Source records
========================================

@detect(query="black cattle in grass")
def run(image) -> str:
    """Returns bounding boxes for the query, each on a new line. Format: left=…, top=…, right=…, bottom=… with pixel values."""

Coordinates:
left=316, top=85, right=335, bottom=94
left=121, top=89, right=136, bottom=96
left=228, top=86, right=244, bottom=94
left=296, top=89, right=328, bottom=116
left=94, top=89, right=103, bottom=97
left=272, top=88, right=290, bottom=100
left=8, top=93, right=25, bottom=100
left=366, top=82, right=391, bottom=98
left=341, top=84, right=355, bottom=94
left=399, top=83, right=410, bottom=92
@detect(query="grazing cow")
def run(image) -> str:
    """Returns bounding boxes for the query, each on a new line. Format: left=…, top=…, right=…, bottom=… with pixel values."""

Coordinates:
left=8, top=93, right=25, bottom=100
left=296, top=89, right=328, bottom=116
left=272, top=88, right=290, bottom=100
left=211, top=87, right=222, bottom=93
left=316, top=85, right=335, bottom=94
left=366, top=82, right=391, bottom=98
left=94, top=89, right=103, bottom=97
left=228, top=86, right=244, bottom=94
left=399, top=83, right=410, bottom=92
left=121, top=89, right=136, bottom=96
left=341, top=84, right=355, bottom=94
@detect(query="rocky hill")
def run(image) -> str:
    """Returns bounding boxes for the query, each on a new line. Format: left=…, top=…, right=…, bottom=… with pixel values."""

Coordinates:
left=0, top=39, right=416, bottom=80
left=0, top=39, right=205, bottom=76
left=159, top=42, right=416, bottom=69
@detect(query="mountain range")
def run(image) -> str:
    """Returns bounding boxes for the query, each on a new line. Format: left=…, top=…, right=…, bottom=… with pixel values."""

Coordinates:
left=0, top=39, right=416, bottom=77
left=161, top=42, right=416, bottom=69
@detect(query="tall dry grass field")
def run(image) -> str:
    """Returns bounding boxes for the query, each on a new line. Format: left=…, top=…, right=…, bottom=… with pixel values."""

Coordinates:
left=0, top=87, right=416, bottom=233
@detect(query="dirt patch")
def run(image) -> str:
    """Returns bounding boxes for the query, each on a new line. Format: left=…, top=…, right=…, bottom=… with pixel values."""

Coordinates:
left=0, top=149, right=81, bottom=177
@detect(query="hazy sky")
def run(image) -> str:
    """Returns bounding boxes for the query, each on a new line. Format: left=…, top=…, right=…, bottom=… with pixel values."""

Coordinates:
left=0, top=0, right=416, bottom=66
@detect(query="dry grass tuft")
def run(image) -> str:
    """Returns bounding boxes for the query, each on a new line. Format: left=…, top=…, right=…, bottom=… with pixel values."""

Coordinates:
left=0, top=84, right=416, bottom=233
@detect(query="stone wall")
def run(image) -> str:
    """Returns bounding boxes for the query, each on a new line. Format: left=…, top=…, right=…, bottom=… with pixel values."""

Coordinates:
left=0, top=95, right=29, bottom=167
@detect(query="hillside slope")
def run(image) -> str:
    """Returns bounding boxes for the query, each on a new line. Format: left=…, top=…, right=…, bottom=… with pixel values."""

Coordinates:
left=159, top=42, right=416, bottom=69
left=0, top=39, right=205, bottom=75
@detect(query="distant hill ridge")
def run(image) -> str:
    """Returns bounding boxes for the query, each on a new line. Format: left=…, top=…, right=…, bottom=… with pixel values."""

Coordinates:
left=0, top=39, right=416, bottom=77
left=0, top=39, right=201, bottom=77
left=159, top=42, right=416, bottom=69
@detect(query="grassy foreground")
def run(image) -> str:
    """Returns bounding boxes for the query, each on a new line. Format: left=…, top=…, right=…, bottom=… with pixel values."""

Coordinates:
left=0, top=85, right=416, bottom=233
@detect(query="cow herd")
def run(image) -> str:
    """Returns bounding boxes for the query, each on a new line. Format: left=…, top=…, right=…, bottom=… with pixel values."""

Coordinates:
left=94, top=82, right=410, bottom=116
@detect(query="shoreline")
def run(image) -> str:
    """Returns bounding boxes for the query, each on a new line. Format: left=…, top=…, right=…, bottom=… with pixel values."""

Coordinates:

========================================

SET PROBLEM:
Rewrite every line of the entries, starting at the first line and ending with the line that contains "left=0, top=149, right=81, bottom=177" (both included). Add 30 to each bounding-box coordinate and keep all other text unchanged.

SOLUTION FOR THIS EXERCISE:
@detect(query="black cattle in grass")
def run(image) -> str:
    """Returns bounding boxes for the query, each on a new line. Format: left=…, top=…, right=…, bottom=… with pixel values."""

Coordinates:
left=346, top=115, right=365, bottom=124
left=151, top=119, right=166, bottom=126
left=258, top=116, right=274, bottom=124
left=326, top=119, right=358, bottom=146
left=124, top=119, right=133, bottom=127
left=302, top=118, right=320, bottom=130
left=38, top=123, right=55, bottom=130
left=396, top=112, right=421, bottom=128
left=371, top=114, right=385, bottom=124
left=429, top=113, right=440, bottom=122
@detect(query="grazing cow")
def run(image) -> str:
    """Returns bounding boxes for the query, each on a new line. Format: left=…, top=…, right=…, bottom=… with pixel values."""

Coordinates:
left=38, top=123, right=55, bottom=130
left=326, top=119, right=358, bottom=146
left=302, top=118, right=320, bottom=130
left=241, top=117, right=252, bottom=123
left=346, top=115, right=365, bottom=124
left=396, top=112, right=421, bottom=128
left=124, top=119, right=133, bottom=127
left=258, top=116, right=274, bottom=124
left=429, top=113, right=440, bottom=122
left=151, top=119, right=166, bottom=126
left=371, top=114, right=385, bottom=124
@detect(query="rocky hill")
def run(image) -> str:
    """Returns bounding boxes for the query, each on a new line. Format: left=…, top=…, right=…, bottom=… with pixel values."""

Coordinates:
left=30, top=69, right=446, bottom=110
left=30, top=69, right=235, bottom=106
left=189, top=72, right=446, bottom=99
@detect(query="mountain range")
def run(image) -> str:
    """Returns bounding boxes for the query, each on a new line. Format: left=…, top=…, right=…, bottom=… with pixel values."""

Coordinates:
left=30, top=69, right=446, bottom=107
left=191, top=72, right=446, bottom=99
@detect(query="tall dry grass field")
def run(image) -> str:
    """Returns bounding boxes for the query, each on a new line. Format: left=…, top=…, right=…, bottom=… with pixel values."""

Coordinates:
left=30, top=117, right=446, bottom=263
@detect(query="dirt patch")
def run(image) -> str:
    """Returns bounding boxes for the query, each on a new line. Format: left=…, top=…, right=…, bottom=… with pixel values."""

Coordinates:
left=30, top=179, right=111, bottom=207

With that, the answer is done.